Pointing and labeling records
"""
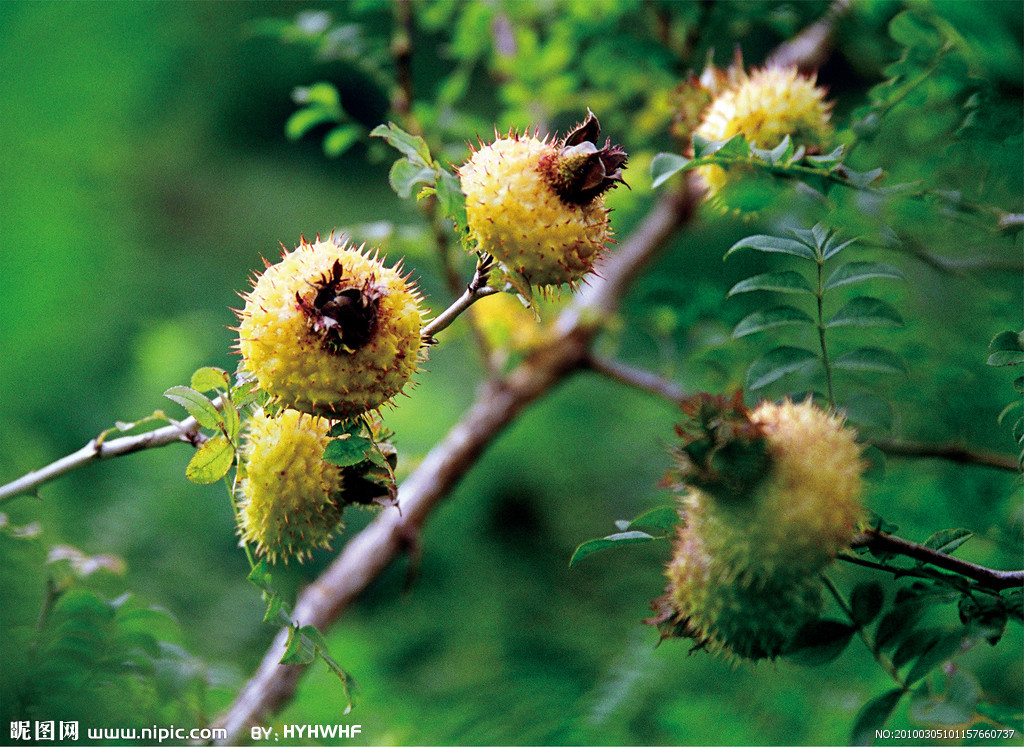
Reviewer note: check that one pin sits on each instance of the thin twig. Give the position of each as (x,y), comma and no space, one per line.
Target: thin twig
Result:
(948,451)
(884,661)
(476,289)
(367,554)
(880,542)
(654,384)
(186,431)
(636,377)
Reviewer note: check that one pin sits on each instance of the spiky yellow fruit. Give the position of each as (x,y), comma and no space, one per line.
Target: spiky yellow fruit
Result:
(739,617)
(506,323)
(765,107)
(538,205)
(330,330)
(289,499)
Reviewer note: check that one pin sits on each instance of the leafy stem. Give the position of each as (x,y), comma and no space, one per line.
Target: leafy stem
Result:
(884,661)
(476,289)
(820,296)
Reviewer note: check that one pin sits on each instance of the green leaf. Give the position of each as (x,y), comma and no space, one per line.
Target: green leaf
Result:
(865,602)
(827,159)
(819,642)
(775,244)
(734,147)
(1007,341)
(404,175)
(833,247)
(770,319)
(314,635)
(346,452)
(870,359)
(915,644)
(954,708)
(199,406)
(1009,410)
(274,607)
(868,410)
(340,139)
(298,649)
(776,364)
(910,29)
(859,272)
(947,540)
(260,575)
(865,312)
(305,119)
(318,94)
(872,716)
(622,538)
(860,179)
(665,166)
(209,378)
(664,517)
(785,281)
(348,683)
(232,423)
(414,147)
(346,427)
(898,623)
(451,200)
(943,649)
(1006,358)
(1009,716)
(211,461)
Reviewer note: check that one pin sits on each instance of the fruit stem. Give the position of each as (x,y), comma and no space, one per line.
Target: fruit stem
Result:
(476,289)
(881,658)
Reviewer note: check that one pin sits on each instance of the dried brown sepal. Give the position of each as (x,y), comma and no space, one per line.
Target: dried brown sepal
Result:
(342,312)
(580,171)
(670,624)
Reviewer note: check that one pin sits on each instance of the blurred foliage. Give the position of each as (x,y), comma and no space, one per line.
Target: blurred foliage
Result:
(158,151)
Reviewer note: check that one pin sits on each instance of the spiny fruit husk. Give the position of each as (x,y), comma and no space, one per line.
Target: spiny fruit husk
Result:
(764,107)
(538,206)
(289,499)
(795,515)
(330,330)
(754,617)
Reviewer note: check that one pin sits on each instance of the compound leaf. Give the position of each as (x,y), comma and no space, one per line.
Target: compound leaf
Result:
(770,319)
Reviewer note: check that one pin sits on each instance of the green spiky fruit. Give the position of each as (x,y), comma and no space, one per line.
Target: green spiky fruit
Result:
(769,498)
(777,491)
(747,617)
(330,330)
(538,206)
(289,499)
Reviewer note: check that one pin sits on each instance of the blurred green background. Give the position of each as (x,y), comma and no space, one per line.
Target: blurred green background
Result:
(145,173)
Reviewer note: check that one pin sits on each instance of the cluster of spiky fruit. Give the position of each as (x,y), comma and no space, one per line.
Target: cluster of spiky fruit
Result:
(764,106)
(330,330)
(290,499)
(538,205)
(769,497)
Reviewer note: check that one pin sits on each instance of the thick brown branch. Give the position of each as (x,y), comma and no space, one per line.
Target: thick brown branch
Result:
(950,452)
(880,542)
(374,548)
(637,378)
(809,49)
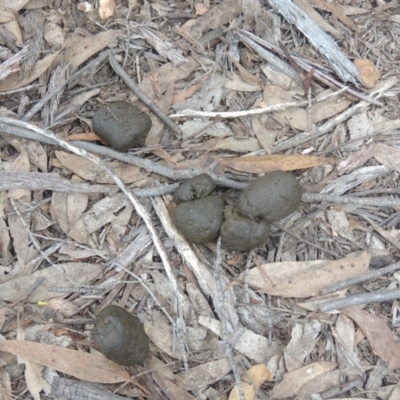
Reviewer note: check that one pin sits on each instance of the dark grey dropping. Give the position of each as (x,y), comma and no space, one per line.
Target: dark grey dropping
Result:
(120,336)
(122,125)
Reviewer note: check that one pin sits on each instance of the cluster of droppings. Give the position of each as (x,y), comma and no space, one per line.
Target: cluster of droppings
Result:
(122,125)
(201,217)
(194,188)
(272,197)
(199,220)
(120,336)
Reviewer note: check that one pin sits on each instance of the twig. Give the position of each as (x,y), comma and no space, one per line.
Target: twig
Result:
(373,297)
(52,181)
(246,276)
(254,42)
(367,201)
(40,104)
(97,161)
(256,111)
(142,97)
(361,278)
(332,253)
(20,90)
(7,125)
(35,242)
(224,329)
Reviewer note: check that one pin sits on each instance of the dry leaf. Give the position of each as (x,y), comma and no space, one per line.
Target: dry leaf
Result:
"""
"""
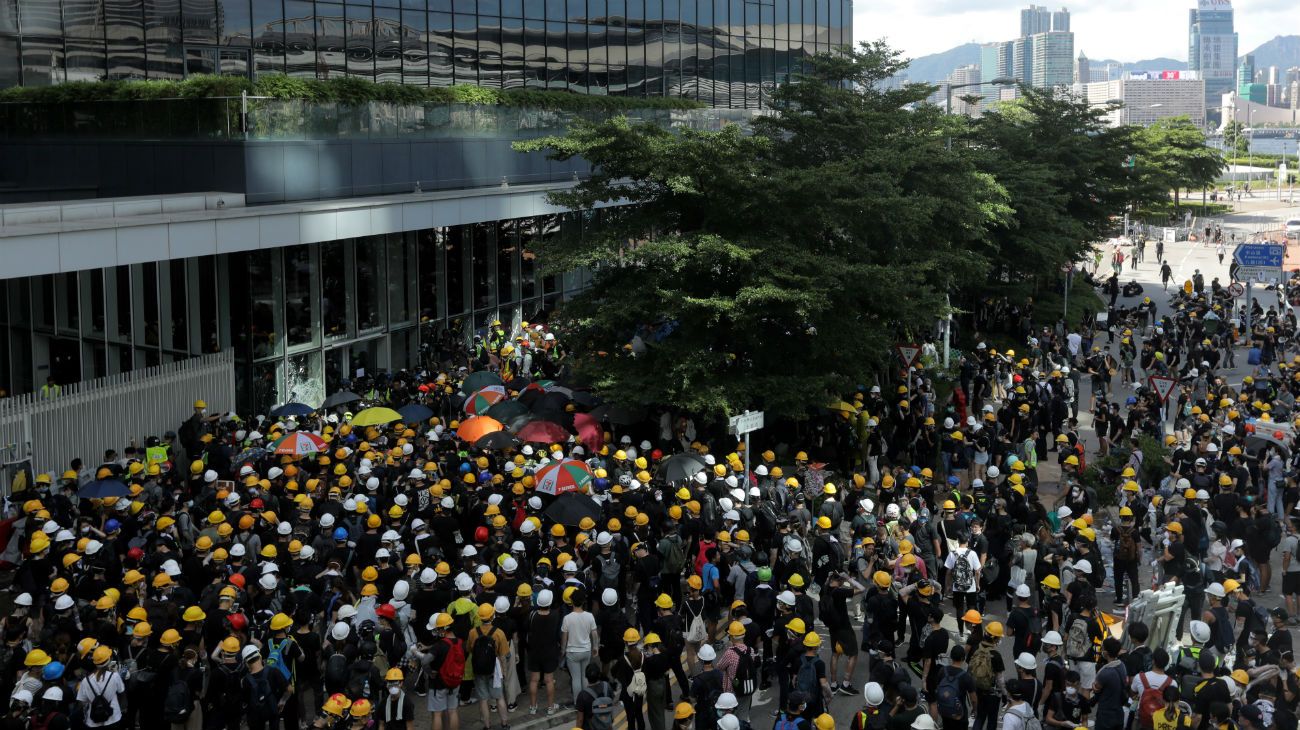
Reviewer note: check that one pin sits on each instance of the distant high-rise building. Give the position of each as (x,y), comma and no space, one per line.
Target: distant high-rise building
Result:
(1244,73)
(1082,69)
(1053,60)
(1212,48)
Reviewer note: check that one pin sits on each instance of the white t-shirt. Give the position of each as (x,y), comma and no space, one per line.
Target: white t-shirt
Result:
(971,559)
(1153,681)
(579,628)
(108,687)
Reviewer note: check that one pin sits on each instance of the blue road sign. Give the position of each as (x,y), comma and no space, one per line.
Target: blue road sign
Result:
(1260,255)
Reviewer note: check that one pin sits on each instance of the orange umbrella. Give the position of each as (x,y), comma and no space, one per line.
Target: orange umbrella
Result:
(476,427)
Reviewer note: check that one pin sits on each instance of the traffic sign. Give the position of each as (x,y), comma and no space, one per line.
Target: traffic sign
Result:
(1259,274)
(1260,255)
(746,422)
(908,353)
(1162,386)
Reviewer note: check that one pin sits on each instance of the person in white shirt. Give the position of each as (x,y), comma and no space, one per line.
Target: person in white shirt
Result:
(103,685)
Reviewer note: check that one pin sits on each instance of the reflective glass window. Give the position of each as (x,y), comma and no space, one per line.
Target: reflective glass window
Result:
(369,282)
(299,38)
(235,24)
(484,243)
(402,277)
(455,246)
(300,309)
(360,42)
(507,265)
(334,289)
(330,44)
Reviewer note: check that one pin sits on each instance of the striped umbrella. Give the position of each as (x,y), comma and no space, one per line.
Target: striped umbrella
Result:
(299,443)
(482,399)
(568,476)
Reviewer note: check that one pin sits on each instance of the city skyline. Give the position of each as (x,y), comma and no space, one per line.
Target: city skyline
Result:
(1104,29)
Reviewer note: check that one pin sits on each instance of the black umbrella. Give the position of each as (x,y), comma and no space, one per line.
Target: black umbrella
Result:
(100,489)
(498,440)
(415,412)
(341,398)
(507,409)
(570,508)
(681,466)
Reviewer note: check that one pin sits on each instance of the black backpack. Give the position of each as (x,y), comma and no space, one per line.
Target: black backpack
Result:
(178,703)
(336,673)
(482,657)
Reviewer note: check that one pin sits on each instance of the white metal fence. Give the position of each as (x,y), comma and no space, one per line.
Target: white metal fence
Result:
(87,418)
"""
"""
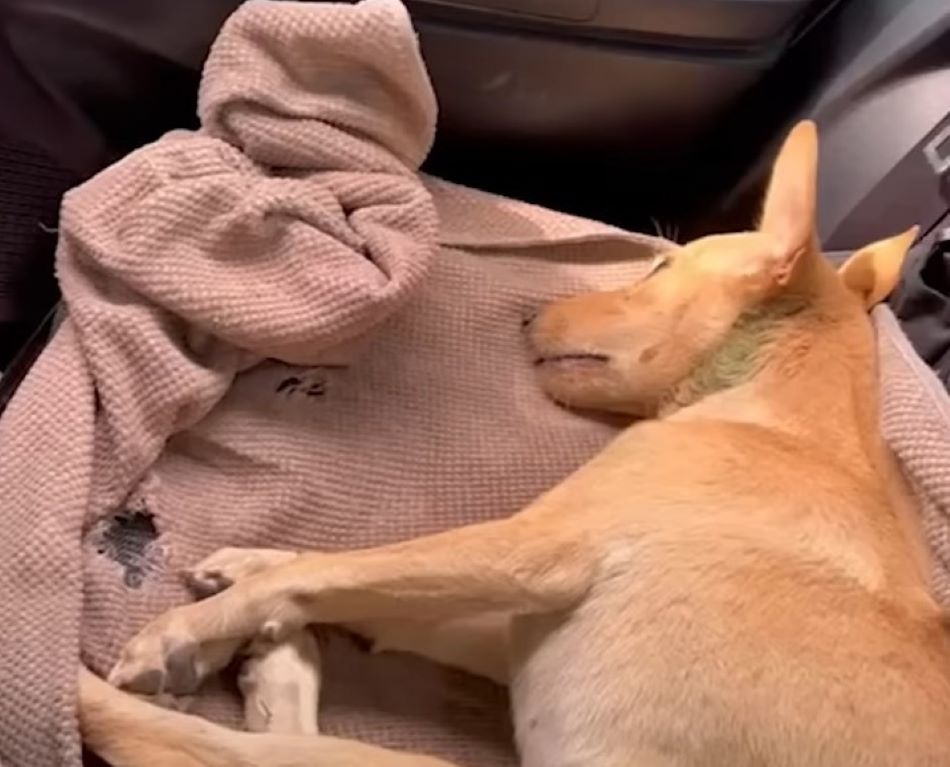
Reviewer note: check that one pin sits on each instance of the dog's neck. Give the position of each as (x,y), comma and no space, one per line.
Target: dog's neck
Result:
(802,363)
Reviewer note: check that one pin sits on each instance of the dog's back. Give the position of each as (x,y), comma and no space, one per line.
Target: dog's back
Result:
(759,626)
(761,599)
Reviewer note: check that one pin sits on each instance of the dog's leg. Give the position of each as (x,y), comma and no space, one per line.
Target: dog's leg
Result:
"""
Pick out every line of the records above that contains the string "road", and copy each such line in full.

Reviewer note: check that one pin sits on each instance of the blue road sign. Give the position of each as (x,y), comma and no space, one per line.
Target: blue road sign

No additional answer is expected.